Anweisung A:
Suche in den Zeilen jede Zeile heraus, die die Zeichenfolge „bare“ enthält, und kopiere sie. Groß- und Kleinschreibung ist dabei zu beachten.

Extrahierter Text:
--

Homestory 54

Japan-Chic im Wiener Altbau

25.03.2008

Die japanische Designerin Megumi Ito schätzt die Großzügigkeit ihres Refugiums – fernöstlicher Minimalismus trifft auf altösterreichische Gründerzeit.

Zur Vollversion des Artikels
© Astrid Bartl
Zur Vollversion des Artikels

„Das Wichtigste an meiner Arbeit ist, Licht ins Leben zu bringen, sagt Megumi Ito über ihren Beruf. Gleiches gilt auch für die Einrichtung ihrer Wohnung – ein 140 Quadratmeter Altbau wurden in fernöstlichem Stil eingerichtet - Atelier inklusive. „Ich kann und will meine japanischen Wurzeln nicht leugnen“, so die Designerin. „Ich schätze aber auch die Großzügigkeit einer Altbauwohnung.

Was auf den ersten Blick wie ein Gegensatz erscheint, wurde von Migumi Ito perfekt in Verbindung gebracht. Japan trifft auf Altösterreich. Minimalismus als Stilmittel einer Gründerzeit-Bell-Etage. Das strahlende Weiß aller Wände sorgt für die ruhige Grundstimmung in diesem Zuhause. Selbst die wenigen Möbelteile sind weiß oder cremefarben gehalten. Kleine Farbkleckse, sozusagen zur Lockerung der Stimmung, wurden mit Bildern und vor allem Lampen erzeugt. Lampen sind die Domäne der Designerin. Sie wäre schlecht beraten, wenn sie ihre zahlreichen Entwürfe nicht auch in ihrem Domizil präsentieren, ja mit ihnen leben würde. „Zum Wohnen sind Lampen sehr wichtig, weil sie Stimmung in die Räume bringen“, lautet dementsprechend auch eines ihrer Wohncredos. Nachsatz: „Gerade in Österreich, wo wir fast das halbe Jahr im Dunkeln leben.“

Ein Sofa, ein Bett und ein Tisch sind die einzigen Einrichtungsgegenstände des Wohnzimmers. Dabei hat es gerade mit dem Wohnzimmertisch eine ganz besondere Bewandtnis. „Das ist eine Installation, die ich einmal mit einer Künstlerkollegin erarbeitet habe“, erklärt die Designerin. Beim Einzug in diese Wohnung hatte ich keinen Tisch und daher habe ich aus dem massiven Holzrahmen mit Glasfront einen Wohnzimmertisch gebaut.“ Damals eine Notlösung, heute ein viel geschätztes Unikat. Besonders hübsch sind die selbst gefertigten Sofakissen aus Ikat-Stoffen. Eine Batik-Technik, die besonders schöne, weiche Farben erzeugt.

--

(Auszüge aus einem Datensatz mit Ortsannotationen)
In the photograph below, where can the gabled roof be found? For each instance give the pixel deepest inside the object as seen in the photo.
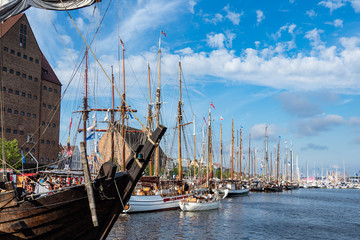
(7, 25)
(47, 73)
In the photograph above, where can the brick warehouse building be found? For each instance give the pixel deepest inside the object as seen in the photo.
(31, 93)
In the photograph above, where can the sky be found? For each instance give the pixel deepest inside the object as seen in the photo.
(292, 65)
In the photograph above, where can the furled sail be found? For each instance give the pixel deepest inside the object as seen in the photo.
(9, 8)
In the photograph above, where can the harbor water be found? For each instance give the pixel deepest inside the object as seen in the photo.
(297, 214)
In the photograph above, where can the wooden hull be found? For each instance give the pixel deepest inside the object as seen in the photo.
(154, 203)
(199, 206)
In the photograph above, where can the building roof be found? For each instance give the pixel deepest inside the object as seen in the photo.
(47, 73)
(7, 25)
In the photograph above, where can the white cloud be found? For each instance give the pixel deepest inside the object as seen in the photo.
(259, 16)
(332, 4)
(192, 4)
(232, 16)
(311, 13)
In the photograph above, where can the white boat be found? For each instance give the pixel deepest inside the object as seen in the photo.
(153, 203)
(194, 204)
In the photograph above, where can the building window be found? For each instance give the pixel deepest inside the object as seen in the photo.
(23, 35)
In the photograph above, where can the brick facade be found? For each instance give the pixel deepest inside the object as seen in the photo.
(31, 92)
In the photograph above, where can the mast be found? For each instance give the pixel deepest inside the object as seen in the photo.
(112, 115)
(221, 176)
(240, 150)
(150, 119)
(157, 152)
(179, 122)
(232, 149)
(249, 155)
(85, 111)
(123, 114)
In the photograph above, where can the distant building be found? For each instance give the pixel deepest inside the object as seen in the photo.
(31, 93)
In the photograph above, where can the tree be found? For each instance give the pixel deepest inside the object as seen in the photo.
(12, 153)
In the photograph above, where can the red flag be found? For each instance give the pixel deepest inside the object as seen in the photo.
(122, 44)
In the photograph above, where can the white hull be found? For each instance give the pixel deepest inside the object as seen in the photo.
(154, 203)
(199, 206)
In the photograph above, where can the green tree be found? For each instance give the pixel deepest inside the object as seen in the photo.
(12, 153)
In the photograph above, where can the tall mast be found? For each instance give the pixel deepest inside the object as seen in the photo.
(157, 152)
(150, 119)
(123, 114)
(112, 115)
(194, 147)
(221, 176)
(249, 155)
(240, 153)
(232, 149)
(85, 111)
(179, 121)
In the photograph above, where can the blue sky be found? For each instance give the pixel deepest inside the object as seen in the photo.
(290, 64)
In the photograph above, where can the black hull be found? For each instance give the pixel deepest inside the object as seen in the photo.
(66, 214)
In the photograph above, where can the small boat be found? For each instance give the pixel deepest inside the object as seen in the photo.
(202, 203)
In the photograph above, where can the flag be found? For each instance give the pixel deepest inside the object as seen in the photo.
(92, 136)
(122, 44)
(23, 157)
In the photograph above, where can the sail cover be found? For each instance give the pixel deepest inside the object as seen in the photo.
(9, 8)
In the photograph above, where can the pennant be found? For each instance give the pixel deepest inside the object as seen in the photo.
(122, 44)
(92, 136)
(204, 120)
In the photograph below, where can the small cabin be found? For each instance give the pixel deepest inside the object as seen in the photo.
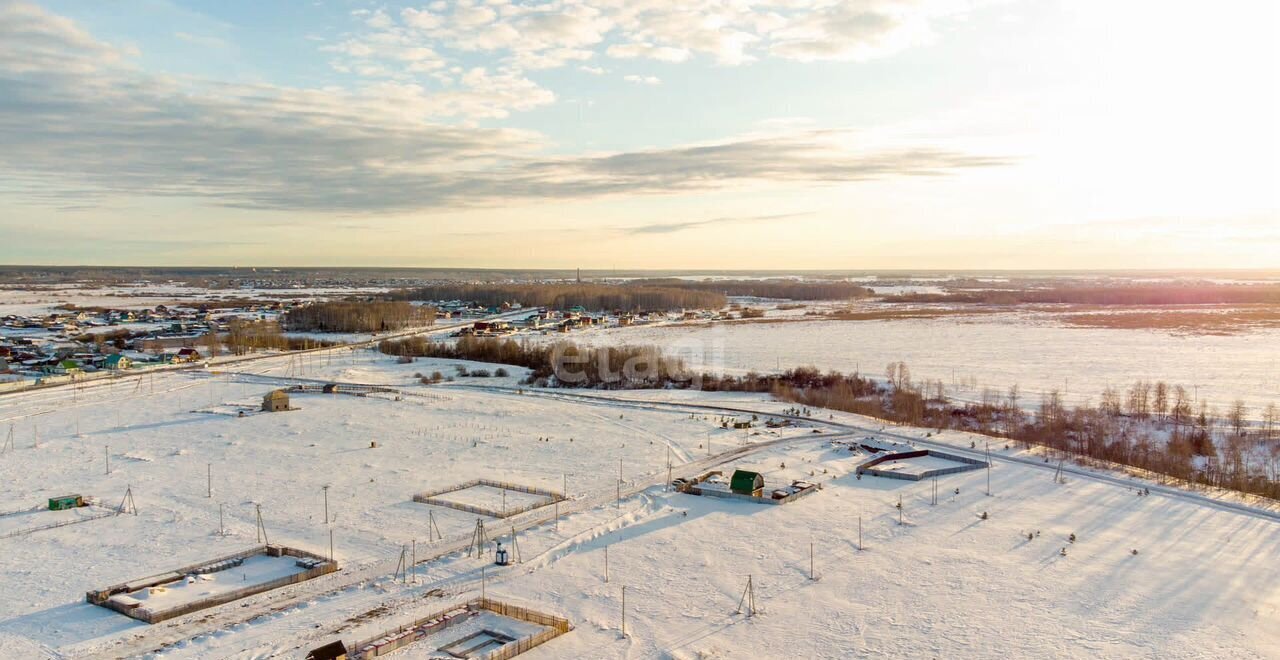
(746, 482)
(65, 502)
(329, 651)
(275, 400)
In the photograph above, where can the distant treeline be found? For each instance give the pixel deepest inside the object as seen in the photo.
(775, 288)
(565, 296)
(562, 363)
(1127, 294)
(251, 337)
(357, 316)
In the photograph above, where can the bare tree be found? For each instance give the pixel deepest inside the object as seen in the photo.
(1161, 399)
(1235, 416)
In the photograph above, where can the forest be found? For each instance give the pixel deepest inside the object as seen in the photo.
(787, 289)
(357, 316)
(563, 296)
(1132, 294)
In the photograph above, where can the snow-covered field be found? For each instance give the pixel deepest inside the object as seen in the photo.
(972, 353)
(944, 583)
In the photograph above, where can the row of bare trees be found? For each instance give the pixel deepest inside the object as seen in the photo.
(560, 296)
(359, 316)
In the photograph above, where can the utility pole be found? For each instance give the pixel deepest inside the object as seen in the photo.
(261, 528)
(988, 468)
(668, 467)
(748, 597)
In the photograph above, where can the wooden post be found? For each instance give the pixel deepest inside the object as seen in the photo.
(988, 468)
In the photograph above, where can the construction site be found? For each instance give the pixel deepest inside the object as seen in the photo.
(209, 583)
(496, 499)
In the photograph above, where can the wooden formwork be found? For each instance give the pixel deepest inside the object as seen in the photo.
(438, 498)
(103, 597)
(443, 619)
(964, 464)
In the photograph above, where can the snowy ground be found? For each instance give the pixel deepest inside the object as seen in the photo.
(945, 583)
(972, 353)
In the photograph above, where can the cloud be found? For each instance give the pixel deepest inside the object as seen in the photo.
(671, 228)
(201, 40)
(551, 33)
(81, 124)
(643, 79)
(648, 50)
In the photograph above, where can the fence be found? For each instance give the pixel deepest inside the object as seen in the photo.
(103, 597)
(442, 619)
(435, 498)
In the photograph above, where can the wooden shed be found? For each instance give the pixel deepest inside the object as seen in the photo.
(329, 651)
(746, 482)
(65, 502)
(275, 400)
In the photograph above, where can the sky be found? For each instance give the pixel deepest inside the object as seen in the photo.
(641, 133)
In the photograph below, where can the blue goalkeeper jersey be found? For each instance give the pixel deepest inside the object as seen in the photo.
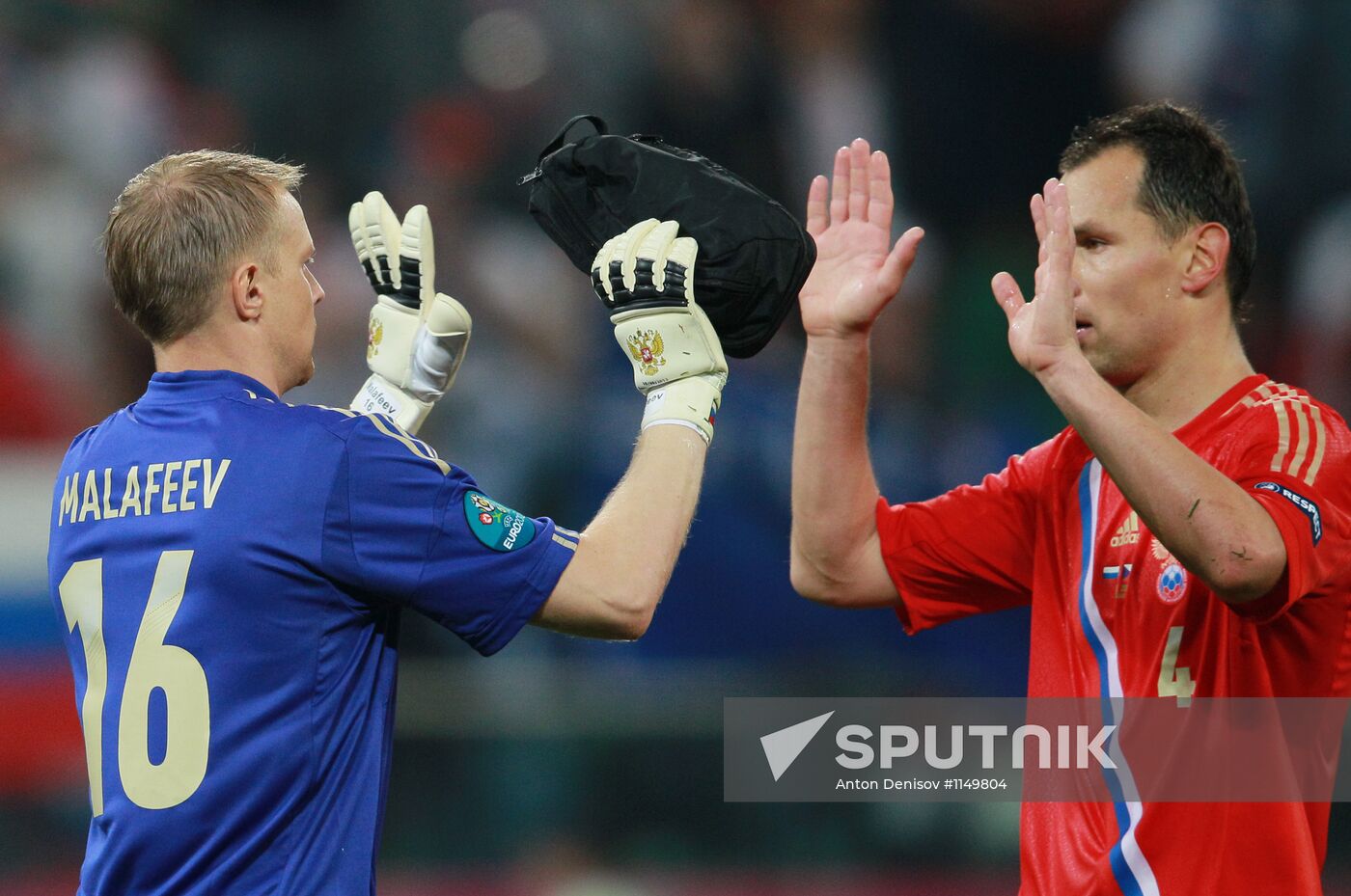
(230, 571)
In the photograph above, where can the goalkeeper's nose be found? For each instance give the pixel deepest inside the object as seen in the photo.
(317, 290)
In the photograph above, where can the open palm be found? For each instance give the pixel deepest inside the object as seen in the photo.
(857, 270)
(1042, 331)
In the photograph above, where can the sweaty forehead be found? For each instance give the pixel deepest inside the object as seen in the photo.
(1105, 186)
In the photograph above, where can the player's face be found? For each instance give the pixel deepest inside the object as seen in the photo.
(293, 291)
(1128, 300)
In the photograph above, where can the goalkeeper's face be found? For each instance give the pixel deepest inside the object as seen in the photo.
(292, 296)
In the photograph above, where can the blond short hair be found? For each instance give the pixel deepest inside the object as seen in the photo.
(179, 226)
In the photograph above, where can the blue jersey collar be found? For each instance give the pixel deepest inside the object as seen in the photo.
(203, 385)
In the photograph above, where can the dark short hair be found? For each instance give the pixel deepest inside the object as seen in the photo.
(1191, 176)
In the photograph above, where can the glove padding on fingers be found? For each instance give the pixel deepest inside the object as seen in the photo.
(418, 337)
(645, 277)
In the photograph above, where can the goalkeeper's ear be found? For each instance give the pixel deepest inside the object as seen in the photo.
(245, 293)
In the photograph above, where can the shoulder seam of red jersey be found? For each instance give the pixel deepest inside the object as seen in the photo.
(1301, 435)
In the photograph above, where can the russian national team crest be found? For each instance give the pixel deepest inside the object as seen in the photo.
(374, 338)
(497, 527)
(646, 345)
(1172, 584)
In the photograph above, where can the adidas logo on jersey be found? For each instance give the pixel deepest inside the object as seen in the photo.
(1128, 531)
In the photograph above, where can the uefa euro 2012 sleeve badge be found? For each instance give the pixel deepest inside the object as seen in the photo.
(495, 525)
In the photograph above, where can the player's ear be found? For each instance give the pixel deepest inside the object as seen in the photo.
(1205, 263)
(245, 291)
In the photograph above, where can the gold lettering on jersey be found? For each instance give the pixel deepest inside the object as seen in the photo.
(212, 486)
(166, 504)
(181, 484)
(131, 494)
(69, 498)
(91, 501)
(152, 486)
(1128, 531)
(188, 484)
(108, 513)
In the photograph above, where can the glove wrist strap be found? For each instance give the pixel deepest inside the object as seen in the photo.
(691, 402)
(378, 395)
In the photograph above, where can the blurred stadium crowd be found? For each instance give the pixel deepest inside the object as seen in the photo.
(577, 765)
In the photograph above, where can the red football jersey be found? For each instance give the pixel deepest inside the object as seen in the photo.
(1115, 614)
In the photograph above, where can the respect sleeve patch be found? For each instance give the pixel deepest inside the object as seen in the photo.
(1308, 507)
(495, 525)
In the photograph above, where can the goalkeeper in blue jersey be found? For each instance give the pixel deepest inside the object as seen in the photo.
(230, 570)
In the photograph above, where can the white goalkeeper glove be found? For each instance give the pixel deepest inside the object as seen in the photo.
(418, 337)
(646, 278)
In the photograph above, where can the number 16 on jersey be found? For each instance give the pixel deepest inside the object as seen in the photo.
(154, 665)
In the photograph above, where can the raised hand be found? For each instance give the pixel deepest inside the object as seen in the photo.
(418, 337)
(1042, 331)
(857, 270)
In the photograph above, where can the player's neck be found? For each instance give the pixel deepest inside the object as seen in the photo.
(205, 351)
(1191, 379)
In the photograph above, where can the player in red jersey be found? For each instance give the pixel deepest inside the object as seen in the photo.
(1188, 534)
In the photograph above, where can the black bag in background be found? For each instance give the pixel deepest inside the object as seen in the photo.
(753, 256)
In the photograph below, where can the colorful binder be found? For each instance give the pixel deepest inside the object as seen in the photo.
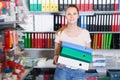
(75, 54)
(77, 47)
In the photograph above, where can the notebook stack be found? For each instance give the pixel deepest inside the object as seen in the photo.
(75, 55)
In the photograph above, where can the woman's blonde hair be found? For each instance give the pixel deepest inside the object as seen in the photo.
(69, 6)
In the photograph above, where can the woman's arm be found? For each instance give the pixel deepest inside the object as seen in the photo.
(56, 52)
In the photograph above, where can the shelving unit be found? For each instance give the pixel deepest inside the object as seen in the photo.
(107, 54)
(8, 29)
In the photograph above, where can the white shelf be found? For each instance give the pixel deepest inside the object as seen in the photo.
(39, 49)
(39, 31)
(103, 32)
(11, 22)
(80, 12)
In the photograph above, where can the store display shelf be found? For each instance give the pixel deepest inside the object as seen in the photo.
(80, 12)
(39, 31)
(104, 32)
(39, 49)
(11, 22)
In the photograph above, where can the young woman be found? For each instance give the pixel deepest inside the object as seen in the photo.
(74, 34)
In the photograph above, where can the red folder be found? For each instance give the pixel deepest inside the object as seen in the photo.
(90, 5)
(99, 41)
(116, 5)
(113, 23)
(82, 5)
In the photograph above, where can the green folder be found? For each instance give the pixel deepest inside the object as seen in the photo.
(39, 5)
(110, 39)
(104, 78)
(102, 43)
(104, 40)
(107, 40)
(31, 6)
(75, 54)
(25, 40)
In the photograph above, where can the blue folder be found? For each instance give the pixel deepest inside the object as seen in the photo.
(77, 47)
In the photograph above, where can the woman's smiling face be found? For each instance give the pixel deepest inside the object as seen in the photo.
(72, 15)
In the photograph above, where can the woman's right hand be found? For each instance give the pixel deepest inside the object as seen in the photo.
(55, 60)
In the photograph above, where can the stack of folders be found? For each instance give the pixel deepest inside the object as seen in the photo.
(74, 55)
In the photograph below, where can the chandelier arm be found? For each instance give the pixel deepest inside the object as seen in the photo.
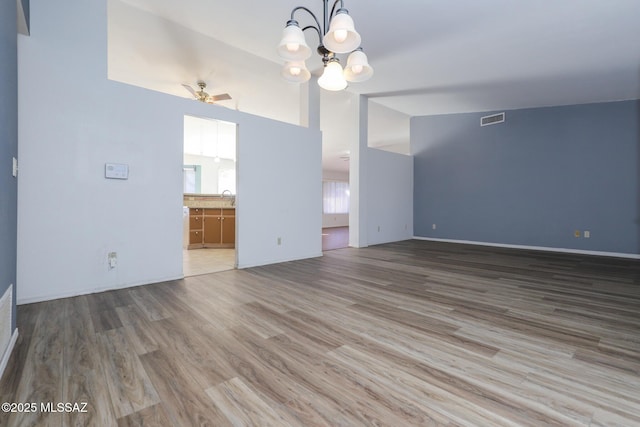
(310, 13)
(317, 31)
(333, 8)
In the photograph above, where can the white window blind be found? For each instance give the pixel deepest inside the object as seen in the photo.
(335, 197)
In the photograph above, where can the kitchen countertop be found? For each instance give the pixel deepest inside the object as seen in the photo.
(209, 201)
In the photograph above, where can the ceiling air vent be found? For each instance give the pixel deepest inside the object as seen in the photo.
(492, 119)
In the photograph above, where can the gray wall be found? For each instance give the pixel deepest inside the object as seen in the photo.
(532, 180)
(8, 146)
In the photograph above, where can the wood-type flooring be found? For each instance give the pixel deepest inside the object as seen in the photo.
(412, 333)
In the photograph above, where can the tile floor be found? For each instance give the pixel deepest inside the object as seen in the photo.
(204, 261)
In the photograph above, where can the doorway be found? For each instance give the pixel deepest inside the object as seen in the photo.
(209, 196)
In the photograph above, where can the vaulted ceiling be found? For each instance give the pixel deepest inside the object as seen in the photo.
(430, 57)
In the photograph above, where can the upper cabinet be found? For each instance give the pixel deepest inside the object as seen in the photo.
(209, 156)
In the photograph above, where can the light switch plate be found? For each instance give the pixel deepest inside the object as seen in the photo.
(116, 171)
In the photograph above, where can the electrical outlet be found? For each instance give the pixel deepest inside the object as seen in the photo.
(112, 259)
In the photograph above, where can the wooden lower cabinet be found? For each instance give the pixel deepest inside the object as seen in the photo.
(212, 228)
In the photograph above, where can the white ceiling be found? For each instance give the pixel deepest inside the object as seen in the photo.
(429, 56)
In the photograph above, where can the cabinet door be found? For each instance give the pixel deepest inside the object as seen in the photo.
(195, 237)
(195, 223)
(229, 229)
(212, 229)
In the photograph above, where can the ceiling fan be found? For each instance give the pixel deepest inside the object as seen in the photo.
(203, 96)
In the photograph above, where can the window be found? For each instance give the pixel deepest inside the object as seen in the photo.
(335, 197)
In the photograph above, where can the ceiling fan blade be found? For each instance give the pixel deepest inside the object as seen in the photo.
(191, 90)
(221, 97)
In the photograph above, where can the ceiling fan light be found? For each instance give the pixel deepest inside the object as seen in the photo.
(293, 46)
(358, 68)
(295, 72)
(332, 78)
(342, 36)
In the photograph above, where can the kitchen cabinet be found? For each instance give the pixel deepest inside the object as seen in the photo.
(212, 228)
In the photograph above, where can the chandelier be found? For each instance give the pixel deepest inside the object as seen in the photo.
(337, 35)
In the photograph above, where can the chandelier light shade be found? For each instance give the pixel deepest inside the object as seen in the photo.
(293, 46)
(332, 78)
(336, 35)
(342, 36)
(295, 72)
(358, 68)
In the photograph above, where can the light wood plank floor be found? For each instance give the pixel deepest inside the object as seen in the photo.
(403, 334)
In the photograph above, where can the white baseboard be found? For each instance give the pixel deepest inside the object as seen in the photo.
(277, 261)
(77, 293)
(8, 351)
(535, 248)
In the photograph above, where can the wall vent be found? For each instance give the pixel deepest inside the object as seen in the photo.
(492, 119)
(5, 319)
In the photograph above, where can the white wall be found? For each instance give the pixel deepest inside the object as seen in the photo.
(390, 204)
(72, 120)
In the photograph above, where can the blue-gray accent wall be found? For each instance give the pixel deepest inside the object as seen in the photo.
(533, 180)
(8, 147)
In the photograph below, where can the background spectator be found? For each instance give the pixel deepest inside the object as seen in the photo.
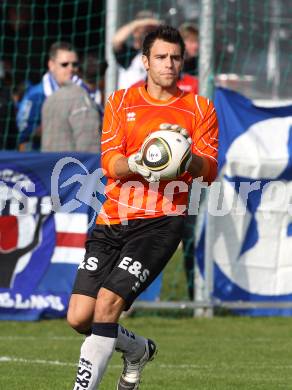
(62, 67)
(190, 35)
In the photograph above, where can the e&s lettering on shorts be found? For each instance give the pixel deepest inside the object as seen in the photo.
(125, 259)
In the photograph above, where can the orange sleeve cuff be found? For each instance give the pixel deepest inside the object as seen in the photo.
(111, 164)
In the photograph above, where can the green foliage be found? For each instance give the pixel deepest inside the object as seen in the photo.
(220, 353)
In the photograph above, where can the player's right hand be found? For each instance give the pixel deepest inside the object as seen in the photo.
(136, 166)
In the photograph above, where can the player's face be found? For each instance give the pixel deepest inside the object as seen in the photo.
(164, 63)
(63, 66)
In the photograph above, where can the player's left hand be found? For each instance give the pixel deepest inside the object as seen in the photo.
(176, 128)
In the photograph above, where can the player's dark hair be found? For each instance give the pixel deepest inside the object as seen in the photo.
(60, 46)
(165, 33)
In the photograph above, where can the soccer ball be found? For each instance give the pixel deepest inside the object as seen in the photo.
(166, 152)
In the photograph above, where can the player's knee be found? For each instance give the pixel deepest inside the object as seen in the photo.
(108, 306)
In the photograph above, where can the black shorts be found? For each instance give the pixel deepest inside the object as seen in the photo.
(125, 259)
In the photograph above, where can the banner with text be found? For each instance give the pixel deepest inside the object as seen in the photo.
(249, 229)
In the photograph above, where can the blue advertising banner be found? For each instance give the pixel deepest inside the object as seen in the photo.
(40, 249)
(250, 206)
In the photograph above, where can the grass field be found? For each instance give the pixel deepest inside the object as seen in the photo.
(221, 353)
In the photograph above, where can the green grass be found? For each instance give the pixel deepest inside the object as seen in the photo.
(226, 353)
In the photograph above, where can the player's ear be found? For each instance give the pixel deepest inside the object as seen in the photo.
(145, 62)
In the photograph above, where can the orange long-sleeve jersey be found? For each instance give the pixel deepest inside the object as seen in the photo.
(130, 116)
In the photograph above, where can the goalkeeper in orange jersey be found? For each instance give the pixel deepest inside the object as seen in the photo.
(133, 241)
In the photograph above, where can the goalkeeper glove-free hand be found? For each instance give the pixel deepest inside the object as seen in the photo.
(177, 129)
(135, 166)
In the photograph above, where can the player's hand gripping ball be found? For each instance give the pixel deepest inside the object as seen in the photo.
(167, 152)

--

Anweisung B:
Wie viele Quadratmeter umfasst laut dem Artikel über die Wohnung der Designerin Megumi Ito der in fernöstlichem Stil eingerichtete Altbau?

Antwort A:
In the photograph above, where can the bare tree be found? For each instance give the pixel deepest inside the object as seen in the photo.
In the photograph above, where can the row of bare trees be found? For each instance give the pixel deepest inside the object as seen in the photo.

Antwort B:
140 Quadratmeter.